__Goal__:
Update the lines below by replacing "single spaces" with "exactly one space" wherever it occurs and changing nothing else. Leave the pictures out of your answer.

__Record excerpts__:

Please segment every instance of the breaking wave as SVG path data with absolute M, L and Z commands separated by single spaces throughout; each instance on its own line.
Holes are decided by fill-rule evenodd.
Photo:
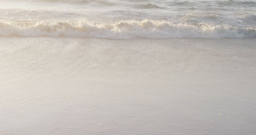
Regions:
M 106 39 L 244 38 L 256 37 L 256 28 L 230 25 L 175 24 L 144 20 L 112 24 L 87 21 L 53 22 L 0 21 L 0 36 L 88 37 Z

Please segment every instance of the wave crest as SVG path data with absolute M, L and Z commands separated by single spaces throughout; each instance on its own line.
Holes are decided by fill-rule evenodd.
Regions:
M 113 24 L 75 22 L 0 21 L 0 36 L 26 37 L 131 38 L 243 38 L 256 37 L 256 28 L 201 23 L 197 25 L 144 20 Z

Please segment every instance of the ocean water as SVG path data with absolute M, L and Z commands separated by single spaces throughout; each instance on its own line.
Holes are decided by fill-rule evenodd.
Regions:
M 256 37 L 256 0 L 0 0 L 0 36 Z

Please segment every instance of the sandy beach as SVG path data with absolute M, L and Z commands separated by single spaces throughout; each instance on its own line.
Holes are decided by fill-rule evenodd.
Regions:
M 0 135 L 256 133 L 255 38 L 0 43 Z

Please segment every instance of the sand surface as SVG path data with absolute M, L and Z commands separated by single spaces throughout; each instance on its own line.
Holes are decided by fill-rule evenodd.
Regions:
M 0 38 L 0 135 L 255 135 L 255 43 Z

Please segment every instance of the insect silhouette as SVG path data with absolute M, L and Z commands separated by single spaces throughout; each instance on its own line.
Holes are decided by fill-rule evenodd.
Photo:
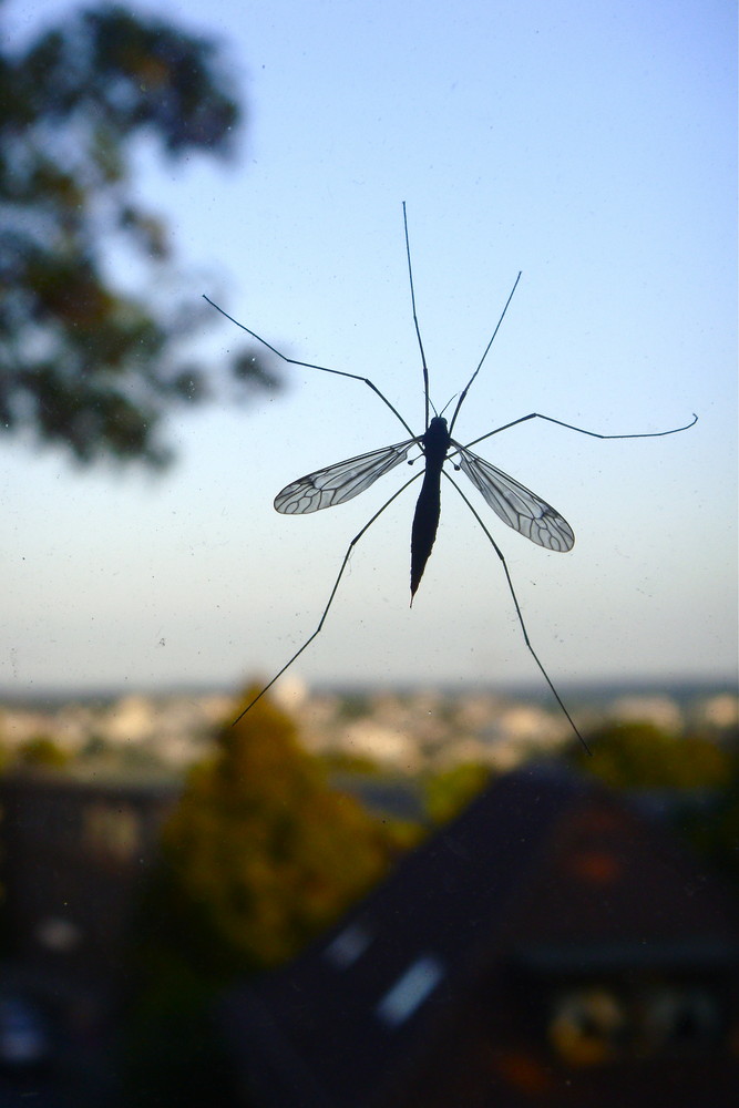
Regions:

__Final result__:
Please segment every instance of the breaking wave as SVG path data with absolute M, L and Z commands separated by exactly one space throughout; each instance on its own line.
Holes are decided by fill-rule evenodd.
Photo:
Regions:
M 106 39 L 244 38 L 256 37 L 256 28 L 230 25 L 175 24 L 144 20 L 112 24 L 87 21 L 53 22 L 0 21 L 0 36 L 88 37 Z

Please segment every instance of the wave crest as SVG path data with absolute M, L and Z commands separated by exactly one space throughout; each instance on its own line.
Holes are decided by fill-rule evenodd.
Regions:
M 113 24 L 75 22 L 0 21 L 0 36 L 26 37 L 131 38 L 243 38 L 256 37 L 256 28 L 201 23 L 197 25 L 144 20 Z

Please segment every instance of the ocean water as SVG path data with absolute M, L and Z commands separated by exactly one space throughout; each instance on its own line.
Holes are decided by fill-rule evenodd.
Regions:
M 256 37 L 256 0 L 0 0 L 0 36 Z

Please segment every instance of the sandy beach as SVG path data with absolute M, L and Z commands separated by exactly one space throughout; each instance on its own line.
Holes are decided by fill-rule evenodd.
Regions:
M 0 135 L 256 133 L 255 38 L 0 43 Z

Please segment every instance of the sand surface as SVG path data with absolute M, L and Z commands separated by exactly one space throughout; each instance on its own line.
Holes are decided by fill-rule evenodd.
Regions:
M 0 38 L 0 135 L 255 135 L 255 43 Z

Please segment every instance of the insect silhouette as SVG path data with absolute M, L and Z commands separated by exactly one space throughout; each instance on its own line.
Holes are decided by fill-rule evenodd.
Photo:
Regions:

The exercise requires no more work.